GOAL: Exactly reproduce the lines from the one holding "the yellow wooden" through the final line of the listing below, with both ends included and nothing else.

SOURCE DATA:
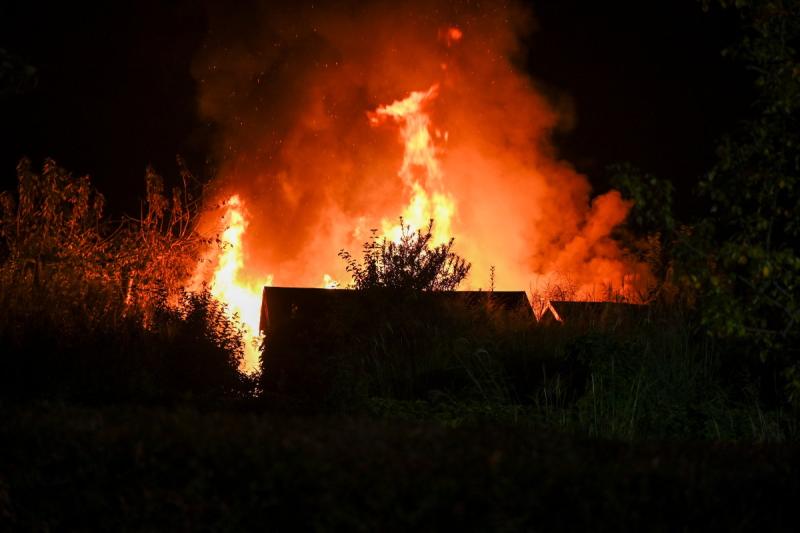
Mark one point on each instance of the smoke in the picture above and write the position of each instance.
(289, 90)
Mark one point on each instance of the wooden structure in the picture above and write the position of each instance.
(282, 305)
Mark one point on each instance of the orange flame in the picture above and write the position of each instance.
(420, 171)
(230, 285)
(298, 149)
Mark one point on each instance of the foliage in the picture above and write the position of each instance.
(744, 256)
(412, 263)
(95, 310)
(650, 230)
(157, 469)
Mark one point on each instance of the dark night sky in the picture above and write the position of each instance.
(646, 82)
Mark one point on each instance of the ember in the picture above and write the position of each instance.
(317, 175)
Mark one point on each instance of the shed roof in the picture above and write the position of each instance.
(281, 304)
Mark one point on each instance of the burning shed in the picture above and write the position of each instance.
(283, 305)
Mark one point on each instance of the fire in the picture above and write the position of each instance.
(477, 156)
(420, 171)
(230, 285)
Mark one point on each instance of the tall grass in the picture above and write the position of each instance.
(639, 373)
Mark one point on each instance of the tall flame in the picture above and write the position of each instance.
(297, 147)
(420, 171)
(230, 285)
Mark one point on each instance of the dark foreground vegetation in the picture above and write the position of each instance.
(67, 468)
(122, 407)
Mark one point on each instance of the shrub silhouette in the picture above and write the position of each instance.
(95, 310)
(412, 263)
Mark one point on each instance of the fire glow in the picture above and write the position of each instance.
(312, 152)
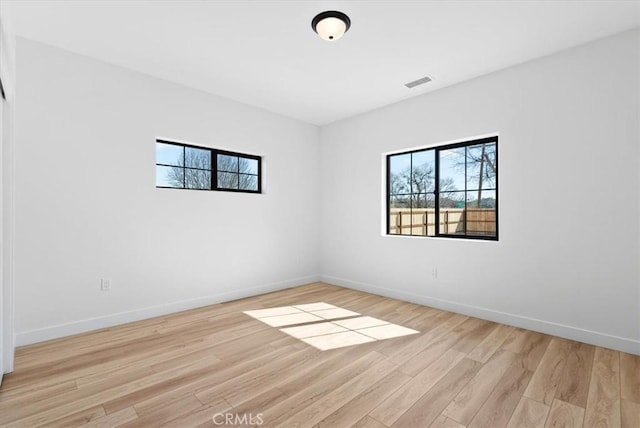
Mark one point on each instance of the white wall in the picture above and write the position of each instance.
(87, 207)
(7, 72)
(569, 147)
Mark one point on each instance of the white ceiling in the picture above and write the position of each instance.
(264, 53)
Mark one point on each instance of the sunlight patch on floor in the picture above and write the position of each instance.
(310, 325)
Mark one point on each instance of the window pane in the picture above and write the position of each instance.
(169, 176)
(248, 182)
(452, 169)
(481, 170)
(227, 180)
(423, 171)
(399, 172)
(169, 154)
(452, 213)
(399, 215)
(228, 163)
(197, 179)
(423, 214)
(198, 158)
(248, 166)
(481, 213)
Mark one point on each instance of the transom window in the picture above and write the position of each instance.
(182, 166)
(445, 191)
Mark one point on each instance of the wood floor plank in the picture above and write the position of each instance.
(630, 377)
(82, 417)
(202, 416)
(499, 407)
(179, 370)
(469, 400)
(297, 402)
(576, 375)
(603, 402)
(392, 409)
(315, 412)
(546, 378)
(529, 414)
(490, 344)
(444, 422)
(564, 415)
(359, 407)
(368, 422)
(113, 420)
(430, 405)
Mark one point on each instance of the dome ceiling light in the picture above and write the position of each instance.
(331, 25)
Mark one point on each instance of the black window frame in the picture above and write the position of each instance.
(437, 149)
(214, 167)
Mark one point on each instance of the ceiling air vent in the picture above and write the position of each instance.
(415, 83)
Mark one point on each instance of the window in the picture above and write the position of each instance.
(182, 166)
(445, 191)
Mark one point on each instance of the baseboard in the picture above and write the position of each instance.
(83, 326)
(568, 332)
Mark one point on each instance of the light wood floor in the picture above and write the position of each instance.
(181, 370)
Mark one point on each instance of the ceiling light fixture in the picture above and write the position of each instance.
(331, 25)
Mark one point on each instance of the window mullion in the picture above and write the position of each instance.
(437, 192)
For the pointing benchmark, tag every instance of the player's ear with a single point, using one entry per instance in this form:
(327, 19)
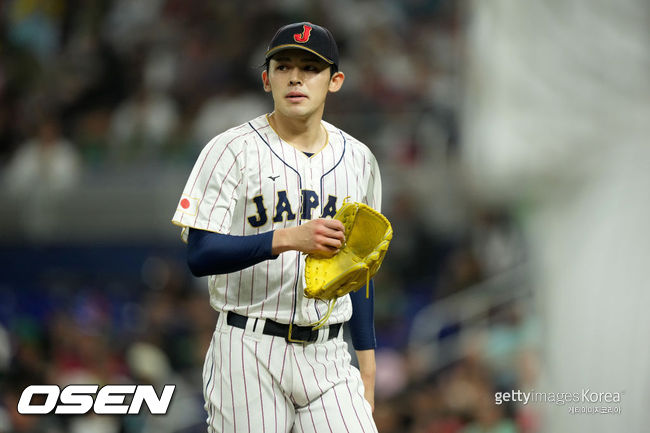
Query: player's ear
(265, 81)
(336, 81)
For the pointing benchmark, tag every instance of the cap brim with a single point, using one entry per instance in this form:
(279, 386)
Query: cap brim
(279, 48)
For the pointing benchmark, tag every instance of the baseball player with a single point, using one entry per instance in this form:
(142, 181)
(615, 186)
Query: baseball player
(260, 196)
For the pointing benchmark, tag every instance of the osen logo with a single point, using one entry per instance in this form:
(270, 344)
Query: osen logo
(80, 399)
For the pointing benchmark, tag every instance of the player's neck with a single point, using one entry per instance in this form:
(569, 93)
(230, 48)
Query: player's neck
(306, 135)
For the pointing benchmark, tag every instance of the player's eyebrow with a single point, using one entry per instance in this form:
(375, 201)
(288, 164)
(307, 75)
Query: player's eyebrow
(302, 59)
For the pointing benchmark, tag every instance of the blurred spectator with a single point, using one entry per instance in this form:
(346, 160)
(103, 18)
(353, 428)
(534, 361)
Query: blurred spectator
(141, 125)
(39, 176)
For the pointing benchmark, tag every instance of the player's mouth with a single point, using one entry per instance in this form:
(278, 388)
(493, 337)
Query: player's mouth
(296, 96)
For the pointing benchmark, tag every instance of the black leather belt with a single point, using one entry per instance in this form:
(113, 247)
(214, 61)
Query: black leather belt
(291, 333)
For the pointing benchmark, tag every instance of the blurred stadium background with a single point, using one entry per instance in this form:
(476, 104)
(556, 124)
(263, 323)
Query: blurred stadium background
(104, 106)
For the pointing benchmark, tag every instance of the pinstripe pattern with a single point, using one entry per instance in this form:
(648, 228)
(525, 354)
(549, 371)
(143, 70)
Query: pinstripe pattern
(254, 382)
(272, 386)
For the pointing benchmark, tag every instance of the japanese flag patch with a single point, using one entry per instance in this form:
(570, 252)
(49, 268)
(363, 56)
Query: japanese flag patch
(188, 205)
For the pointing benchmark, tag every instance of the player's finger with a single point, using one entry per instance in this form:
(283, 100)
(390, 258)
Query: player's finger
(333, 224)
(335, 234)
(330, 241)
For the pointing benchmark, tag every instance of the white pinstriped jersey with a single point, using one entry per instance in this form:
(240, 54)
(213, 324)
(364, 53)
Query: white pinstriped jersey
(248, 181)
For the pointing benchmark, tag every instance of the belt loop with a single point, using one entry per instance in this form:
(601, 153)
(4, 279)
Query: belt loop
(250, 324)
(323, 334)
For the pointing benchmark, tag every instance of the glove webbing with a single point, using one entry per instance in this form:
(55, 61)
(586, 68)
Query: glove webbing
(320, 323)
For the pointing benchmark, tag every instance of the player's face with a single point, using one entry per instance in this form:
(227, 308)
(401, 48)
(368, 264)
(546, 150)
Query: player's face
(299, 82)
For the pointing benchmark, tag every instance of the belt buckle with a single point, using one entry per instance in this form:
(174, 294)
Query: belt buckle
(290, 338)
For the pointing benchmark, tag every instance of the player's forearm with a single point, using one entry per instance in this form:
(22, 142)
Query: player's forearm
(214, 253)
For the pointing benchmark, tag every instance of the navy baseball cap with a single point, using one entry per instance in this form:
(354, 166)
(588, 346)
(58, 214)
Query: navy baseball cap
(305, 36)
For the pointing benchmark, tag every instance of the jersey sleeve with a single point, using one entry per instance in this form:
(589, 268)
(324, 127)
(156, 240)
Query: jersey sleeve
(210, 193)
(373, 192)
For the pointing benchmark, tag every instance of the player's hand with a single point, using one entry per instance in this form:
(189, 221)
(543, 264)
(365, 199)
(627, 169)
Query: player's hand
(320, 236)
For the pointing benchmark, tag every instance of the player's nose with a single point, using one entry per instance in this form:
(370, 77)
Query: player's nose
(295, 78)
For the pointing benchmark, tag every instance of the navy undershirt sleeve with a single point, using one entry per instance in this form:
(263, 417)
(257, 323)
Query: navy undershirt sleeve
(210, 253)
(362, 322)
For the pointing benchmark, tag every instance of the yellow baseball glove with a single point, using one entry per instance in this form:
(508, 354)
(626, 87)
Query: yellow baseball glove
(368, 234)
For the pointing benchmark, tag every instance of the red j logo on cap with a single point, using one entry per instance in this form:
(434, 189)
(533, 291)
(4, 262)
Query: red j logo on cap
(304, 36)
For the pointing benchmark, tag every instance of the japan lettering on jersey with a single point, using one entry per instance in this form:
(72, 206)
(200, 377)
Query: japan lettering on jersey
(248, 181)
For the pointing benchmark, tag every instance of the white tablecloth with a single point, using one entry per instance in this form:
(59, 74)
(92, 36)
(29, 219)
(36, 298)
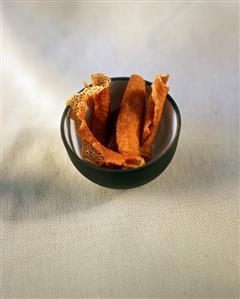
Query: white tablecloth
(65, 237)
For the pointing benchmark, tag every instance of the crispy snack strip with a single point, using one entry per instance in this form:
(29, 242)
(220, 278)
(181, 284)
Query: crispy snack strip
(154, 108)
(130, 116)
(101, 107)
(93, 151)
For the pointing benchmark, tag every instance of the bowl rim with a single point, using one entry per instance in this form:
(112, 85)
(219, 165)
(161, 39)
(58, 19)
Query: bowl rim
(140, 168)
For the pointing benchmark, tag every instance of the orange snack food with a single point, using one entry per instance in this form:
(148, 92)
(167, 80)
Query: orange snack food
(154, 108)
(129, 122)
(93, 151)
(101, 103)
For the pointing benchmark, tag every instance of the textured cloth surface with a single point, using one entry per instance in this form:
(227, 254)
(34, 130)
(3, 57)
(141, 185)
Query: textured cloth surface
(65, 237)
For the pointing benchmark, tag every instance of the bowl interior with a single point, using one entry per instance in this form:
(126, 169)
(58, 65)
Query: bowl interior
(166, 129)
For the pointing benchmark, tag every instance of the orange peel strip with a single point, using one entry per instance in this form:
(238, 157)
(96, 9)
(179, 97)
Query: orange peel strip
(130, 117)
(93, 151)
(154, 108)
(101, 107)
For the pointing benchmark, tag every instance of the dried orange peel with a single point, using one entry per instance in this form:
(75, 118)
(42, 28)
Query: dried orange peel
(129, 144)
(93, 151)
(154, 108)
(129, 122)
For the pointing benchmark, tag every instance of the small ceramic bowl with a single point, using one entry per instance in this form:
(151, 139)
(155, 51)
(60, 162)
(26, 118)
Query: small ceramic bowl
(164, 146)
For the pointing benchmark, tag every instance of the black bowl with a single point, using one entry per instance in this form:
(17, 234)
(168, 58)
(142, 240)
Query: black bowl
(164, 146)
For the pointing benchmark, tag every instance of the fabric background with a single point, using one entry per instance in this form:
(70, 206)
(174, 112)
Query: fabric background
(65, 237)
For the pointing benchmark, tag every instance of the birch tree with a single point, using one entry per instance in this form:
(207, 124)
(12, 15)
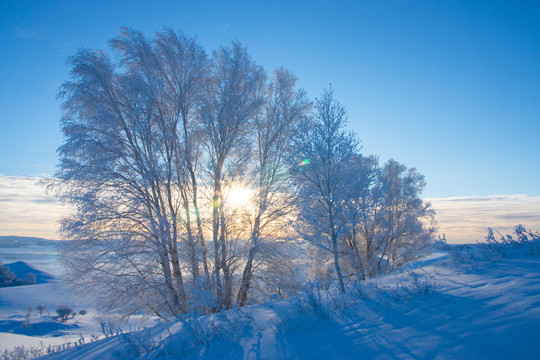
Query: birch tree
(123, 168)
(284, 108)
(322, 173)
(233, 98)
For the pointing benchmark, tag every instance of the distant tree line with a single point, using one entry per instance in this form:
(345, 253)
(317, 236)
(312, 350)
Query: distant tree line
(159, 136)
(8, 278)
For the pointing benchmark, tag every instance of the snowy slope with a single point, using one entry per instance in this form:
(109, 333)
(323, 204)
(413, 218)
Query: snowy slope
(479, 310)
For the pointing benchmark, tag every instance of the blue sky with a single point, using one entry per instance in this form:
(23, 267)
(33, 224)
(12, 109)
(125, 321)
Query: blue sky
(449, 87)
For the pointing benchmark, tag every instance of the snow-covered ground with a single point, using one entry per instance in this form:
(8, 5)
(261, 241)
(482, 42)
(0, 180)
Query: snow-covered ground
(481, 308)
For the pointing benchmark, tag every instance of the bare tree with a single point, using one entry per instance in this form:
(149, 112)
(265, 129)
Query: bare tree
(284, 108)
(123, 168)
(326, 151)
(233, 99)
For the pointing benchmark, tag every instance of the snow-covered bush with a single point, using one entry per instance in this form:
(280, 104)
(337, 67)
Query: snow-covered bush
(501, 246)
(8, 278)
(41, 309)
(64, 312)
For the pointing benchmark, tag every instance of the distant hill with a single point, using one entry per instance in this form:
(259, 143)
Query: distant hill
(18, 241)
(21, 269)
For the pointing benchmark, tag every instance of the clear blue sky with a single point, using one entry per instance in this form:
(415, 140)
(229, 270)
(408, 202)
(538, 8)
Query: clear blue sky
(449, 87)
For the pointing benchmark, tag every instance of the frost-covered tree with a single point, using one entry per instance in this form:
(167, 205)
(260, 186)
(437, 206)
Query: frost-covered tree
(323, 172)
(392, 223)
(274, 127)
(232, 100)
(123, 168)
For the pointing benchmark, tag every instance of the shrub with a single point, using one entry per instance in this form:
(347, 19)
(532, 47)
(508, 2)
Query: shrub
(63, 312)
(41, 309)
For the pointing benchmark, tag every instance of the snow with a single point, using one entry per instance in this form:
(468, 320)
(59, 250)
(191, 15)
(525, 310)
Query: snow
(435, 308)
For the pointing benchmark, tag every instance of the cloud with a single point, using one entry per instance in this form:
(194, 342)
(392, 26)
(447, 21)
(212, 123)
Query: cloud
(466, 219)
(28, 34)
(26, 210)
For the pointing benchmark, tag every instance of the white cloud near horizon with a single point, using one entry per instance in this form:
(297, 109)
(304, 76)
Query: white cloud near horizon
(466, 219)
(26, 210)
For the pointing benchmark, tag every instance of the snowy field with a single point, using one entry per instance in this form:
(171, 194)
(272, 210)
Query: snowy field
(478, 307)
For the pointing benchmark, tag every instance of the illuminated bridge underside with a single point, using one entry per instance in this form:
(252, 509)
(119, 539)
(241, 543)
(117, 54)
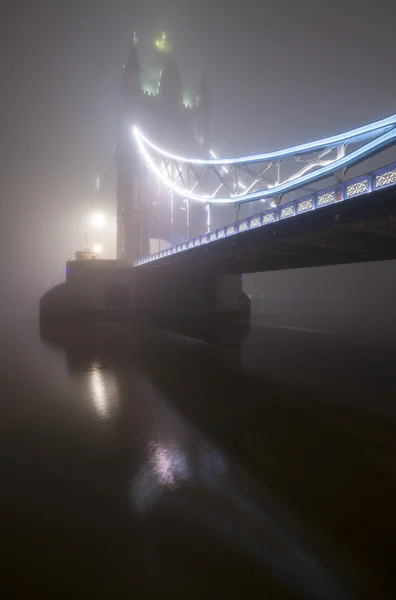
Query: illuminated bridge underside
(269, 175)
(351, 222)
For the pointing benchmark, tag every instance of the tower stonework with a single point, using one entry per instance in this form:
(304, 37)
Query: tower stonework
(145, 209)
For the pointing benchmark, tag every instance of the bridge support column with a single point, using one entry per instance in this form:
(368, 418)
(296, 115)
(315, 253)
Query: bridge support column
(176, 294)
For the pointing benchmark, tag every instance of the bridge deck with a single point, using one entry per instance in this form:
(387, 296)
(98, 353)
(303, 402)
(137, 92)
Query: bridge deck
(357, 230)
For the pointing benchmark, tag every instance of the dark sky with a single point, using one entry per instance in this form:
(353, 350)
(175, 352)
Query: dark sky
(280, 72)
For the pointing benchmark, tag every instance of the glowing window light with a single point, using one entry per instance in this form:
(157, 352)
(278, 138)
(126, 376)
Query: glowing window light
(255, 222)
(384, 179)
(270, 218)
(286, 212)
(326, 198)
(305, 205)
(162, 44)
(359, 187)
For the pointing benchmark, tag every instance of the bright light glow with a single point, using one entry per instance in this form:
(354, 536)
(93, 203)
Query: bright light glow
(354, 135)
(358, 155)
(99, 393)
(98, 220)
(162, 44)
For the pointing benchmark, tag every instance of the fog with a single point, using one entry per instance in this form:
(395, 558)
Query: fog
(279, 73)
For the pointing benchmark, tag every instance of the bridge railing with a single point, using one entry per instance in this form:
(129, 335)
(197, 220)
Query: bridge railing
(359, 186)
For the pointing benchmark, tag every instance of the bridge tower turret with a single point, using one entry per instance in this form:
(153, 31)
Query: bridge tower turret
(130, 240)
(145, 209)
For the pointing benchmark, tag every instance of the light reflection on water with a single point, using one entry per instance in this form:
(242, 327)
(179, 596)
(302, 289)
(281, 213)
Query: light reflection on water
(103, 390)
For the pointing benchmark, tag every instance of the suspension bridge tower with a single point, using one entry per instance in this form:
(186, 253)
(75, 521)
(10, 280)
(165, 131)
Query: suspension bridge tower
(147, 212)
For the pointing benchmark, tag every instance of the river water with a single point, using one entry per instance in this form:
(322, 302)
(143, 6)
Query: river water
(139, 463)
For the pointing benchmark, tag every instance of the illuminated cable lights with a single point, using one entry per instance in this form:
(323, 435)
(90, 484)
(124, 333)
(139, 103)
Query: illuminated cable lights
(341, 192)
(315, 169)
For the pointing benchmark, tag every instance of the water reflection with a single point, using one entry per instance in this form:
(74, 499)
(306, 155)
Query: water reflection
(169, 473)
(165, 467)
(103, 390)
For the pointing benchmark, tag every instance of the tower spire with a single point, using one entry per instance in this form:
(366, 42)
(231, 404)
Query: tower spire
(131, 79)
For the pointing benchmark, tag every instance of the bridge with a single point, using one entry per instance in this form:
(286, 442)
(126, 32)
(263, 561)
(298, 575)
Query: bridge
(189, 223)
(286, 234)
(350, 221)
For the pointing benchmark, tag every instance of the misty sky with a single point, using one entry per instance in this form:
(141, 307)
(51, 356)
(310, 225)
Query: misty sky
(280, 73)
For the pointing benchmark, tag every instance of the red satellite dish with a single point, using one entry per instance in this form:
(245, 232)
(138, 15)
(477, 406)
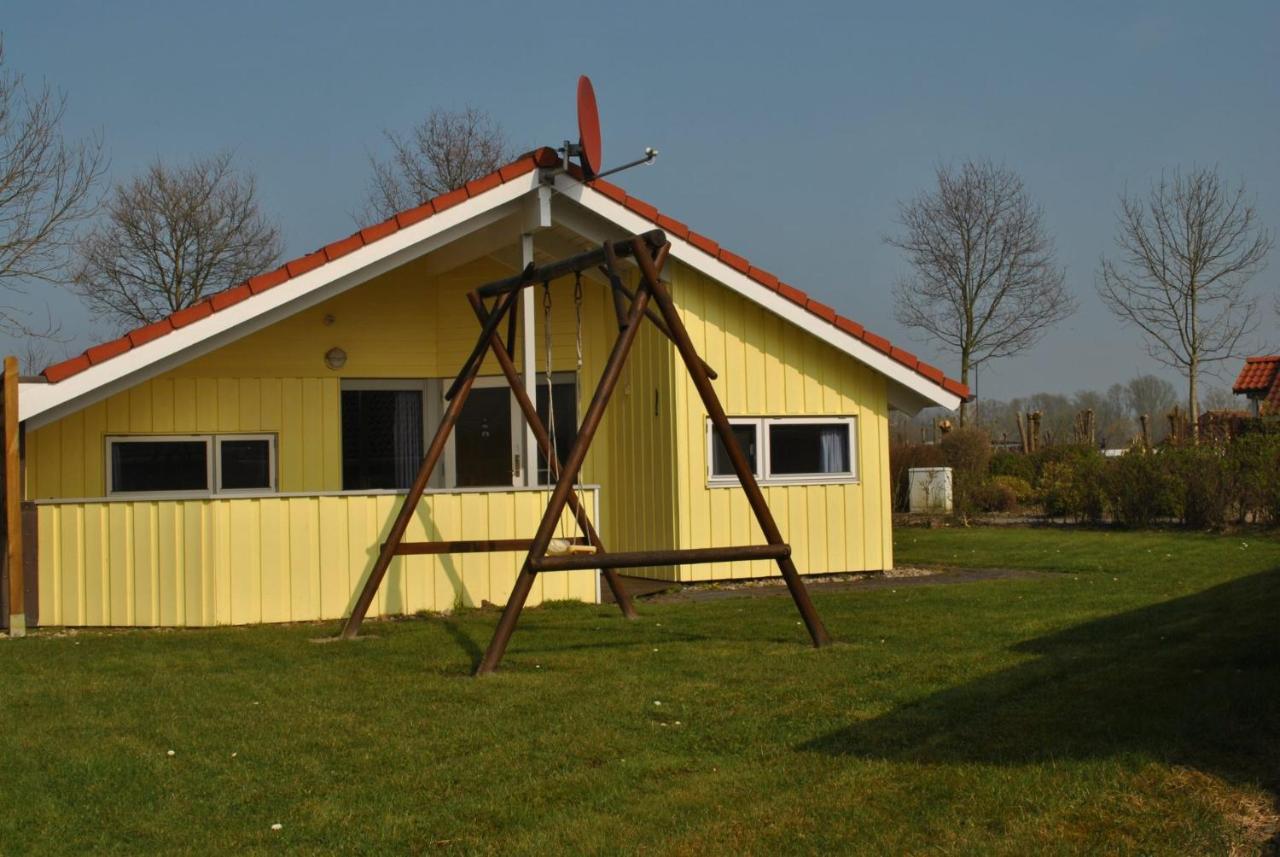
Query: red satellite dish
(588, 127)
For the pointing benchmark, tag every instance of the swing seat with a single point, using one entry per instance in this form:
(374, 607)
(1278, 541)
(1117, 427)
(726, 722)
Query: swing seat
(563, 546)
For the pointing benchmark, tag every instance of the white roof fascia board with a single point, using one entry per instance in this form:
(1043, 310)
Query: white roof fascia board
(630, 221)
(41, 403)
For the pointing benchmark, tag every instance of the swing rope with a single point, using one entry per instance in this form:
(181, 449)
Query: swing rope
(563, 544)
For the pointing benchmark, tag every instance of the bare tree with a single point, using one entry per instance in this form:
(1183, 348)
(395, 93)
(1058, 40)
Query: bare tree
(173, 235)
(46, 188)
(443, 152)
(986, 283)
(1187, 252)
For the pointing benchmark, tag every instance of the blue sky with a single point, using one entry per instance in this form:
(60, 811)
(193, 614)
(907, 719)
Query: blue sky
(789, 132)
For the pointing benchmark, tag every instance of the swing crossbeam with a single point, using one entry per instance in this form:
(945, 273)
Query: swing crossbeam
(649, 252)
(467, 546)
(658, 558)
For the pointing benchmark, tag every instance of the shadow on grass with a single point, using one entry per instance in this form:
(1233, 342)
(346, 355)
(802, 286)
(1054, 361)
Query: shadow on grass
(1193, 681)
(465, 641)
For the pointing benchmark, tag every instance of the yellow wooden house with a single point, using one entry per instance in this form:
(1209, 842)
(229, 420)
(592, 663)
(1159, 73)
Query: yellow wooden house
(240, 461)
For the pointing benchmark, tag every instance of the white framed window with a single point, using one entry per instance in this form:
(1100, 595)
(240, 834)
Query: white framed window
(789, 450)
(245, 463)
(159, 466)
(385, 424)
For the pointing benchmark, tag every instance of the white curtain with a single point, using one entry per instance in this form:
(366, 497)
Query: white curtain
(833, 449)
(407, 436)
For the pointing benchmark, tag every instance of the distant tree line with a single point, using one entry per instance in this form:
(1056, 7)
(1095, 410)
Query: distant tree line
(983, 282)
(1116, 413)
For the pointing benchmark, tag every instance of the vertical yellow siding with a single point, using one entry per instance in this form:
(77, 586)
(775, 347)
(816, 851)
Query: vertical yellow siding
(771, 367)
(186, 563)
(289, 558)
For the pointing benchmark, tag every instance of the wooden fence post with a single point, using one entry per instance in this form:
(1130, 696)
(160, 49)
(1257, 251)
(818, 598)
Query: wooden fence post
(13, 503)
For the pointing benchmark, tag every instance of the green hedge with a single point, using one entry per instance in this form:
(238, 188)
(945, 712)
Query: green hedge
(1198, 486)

EXERCISE RESPONSE:
For the pointing benchmark, tag every instance of the yellow wooden house with a single point, using one entry per instance in this form:
(1209, 842)
(229, 420)
(592, 663)
(1159, 73)
Query: yellow wooden house
(240, 461)
For the pointing benchmark, tag every instance of the white framed window with a single point, using one entry per instance in this form:
(1100, 595)
(240, 834)
Query: white framed window
(789, 450)
(245, 463)
(159, 466)
(385, 424)
For the pointing benchmark, tag every instance of the white curtain with a single point, using one entry per instance in this form:
(366, 497)
Query: white curtain
(833, 449)
(407, 436)
For the pointing benchmark, tag every instance of the distant tree line with a single point, using one entry per instance in this form:
(1056, 7)
(1095, 410)
Query: distant tree line
(983, 282)
(1116, 413)
For the pointing benchmark, tag every instance of the vertical yellow siding with a single point, using one entry per instance in this form:
(77, 586)
(775, 347)
(816, 851)
Query: vertical yellow siding
(771, 367)
(186, 563)
(289, 558)
For the pointing benchmark, tag every instance of the wooden fence post with a single point, using one entry per instance in this form:
(1130, 696)
(160, 49)
(1257, 251)
(818, 598)
Query: wooden fence post
(13, 503)
For the pointing benchmark, tag every instance of the green hedge with a single point, using one entry per instance in this form:
(238, 188)
(945, 712)
Query: green hedge
(1198, 486)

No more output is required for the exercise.